* Instructions for the task
Reproduce verbatim only the lines from the one containing "of the person" through the last line below, both included.

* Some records
[start]

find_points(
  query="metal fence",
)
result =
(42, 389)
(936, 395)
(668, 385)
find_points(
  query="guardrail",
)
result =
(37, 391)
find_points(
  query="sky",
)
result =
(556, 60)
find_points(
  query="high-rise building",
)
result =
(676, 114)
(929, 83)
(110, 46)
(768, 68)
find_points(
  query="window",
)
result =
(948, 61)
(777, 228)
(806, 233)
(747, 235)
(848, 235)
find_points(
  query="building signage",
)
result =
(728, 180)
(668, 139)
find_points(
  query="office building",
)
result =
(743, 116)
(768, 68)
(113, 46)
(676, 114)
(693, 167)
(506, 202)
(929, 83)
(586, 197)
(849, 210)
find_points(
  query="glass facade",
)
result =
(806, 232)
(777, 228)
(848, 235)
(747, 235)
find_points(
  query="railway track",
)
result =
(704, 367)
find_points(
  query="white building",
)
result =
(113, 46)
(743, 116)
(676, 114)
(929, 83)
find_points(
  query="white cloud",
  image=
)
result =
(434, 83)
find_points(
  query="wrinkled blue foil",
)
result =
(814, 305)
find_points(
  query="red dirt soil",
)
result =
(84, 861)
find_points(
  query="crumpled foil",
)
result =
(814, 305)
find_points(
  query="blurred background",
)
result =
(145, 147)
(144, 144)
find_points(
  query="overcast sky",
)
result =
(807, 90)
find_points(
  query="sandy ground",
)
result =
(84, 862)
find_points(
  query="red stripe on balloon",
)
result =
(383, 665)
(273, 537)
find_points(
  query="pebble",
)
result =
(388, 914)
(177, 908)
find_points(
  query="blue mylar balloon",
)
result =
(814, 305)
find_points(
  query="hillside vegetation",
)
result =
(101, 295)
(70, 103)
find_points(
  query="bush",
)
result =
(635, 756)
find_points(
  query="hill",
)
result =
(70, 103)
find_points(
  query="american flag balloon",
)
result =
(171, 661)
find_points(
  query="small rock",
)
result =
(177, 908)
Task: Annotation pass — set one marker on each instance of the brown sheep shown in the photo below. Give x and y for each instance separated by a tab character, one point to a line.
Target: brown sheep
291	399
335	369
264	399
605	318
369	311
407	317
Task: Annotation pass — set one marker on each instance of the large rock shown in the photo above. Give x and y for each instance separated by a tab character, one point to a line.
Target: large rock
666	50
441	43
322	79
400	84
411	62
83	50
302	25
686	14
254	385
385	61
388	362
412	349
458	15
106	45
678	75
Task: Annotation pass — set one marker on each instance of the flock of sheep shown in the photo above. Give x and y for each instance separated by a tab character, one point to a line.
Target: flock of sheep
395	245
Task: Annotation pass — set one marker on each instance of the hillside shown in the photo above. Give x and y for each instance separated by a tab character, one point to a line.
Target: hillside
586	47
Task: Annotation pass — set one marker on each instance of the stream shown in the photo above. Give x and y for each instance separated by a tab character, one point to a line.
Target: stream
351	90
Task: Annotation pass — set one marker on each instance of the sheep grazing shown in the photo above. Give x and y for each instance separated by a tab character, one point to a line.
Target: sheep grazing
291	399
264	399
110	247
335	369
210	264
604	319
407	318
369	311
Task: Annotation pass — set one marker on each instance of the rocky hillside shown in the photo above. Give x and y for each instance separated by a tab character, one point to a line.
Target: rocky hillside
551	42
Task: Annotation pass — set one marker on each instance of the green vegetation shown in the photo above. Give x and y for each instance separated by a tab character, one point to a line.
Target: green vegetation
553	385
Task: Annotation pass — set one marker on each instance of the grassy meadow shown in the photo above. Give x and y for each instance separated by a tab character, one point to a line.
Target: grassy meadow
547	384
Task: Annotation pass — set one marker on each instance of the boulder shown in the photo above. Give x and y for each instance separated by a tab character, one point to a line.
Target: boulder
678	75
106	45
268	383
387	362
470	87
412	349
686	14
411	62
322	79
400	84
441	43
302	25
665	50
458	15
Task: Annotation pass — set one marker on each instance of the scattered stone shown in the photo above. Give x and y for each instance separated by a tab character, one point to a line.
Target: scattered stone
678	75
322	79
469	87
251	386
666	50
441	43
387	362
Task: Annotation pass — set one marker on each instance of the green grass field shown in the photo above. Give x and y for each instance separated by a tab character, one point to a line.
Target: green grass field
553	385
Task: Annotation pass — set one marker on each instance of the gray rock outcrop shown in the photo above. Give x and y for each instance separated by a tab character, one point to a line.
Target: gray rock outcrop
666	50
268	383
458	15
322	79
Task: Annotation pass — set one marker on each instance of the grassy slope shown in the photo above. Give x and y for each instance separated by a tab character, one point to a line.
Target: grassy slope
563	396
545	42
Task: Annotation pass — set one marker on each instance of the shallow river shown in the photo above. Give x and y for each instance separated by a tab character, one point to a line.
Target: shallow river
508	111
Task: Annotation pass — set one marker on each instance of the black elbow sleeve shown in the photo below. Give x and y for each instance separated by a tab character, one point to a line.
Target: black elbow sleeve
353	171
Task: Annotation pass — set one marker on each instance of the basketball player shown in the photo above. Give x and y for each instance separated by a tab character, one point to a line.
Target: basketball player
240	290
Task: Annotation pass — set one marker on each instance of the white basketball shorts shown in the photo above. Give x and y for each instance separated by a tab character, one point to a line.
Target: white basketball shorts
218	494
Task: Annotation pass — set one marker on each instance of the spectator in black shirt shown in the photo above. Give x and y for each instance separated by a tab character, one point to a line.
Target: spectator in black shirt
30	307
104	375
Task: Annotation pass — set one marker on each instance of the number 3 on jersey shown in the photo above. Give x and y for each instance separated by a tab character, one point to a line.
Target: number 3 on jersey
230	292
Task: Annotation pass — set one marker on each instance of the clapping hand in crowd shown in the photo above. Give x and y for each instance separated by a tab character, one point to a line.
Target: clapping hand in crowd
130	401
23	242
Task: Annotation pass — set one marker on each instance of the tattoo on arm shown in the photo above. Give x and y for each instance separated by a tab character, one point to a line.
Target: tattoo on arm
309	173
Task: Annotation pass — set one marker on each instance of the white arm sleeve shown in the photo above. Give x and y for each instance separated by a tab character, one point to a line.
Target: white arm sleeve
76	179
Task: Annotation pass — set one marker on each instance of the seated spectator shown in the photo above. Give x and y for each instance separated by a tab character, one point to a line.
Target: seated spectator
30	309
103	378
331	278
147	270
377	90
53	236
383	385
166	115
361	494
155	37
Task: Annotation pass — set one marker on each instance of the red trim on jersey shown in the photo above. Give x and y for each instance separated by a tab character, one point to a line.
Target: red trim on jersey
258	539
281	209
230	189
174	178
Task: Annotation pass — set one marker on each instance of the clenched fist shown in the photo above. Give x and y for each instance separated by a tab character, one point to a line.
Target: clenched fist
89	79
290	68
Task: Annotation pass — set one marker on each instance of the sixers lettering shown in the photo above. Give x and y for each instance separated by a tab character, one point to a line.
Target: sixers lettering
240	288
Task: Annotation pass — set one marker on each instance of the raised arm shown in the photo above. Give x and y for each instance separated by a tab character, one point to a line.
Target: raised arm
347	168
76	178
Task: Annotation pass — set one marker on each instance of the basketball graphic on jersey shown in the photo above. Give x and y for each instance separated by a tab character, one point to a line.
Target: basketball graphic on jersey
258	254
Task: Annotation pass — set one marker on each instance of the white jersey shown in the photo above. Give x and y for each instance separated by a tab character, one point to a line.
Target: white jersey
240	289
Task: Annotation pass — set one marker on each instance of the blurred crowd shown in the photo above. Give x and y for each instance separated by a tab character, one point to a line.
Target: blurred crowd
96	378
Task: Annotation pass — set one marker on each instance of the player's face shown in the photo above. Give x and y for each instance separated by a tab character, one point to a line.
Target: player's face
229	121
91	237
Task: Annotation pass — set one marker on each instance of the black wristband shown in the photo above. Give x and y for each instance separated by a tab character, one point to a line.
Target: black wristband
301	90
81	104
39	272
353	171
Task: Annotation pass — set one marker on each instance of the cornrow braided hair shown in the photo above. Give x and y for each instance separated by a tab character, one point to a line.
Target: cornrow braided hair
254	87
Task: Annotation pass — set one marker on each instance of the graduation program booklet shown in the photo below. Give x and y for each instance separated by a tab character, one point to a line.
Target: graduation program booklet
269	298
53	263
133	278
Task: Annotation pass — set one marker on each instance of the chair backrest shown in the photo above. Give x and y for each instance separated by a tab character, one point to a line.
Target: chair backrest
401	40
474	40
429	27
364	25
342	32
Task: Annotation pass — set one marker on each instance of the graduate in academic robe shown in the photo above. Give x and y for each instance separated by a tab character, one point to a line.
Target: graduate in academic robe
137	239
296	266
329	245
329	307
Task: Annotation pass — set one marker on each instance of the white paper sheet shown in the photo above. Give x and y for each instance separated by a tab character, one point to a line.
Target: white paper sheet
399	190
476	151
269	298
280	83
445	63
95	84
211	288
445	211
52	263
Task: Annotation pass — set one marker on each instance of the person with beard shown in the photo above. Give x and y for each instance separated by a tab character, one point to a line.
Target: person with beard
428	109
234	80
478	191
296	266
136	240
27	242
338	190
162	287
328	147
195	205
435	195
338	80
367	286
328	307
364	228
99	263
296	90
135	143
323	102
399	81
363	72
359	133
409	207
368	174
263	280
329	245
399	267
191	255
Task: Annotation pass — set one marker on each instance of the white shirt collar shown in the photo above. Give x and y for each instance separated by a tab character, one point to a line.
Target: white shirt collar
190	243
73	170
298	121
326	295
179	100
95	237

[end]

* Solution to the problem
Task: Annotation pass — set one marker on each instance of the person with beard shown in the photo above. Give x and y for each instance separated by a tab character, one point to a line.
Target: person with beard
428	109
234	80
478	191
296	266
136	240
27	242
338	190
162	287
328	147
195	205
435	195
338	80
367	286
328	307
364	228
99	263
296	90
135	143
323	102
399	81
363	72
359	133
409	207
368	174
263	280
329	245
399	267
191	255
Task: Annotation pass — set one marker on each instance of the white shirt collar shown in the photo above. Give x and y for each instance separated by a tab character, one point to a line.
Target: white shirt collar
190	243
73	170
298	121
326	295
179	100
95	237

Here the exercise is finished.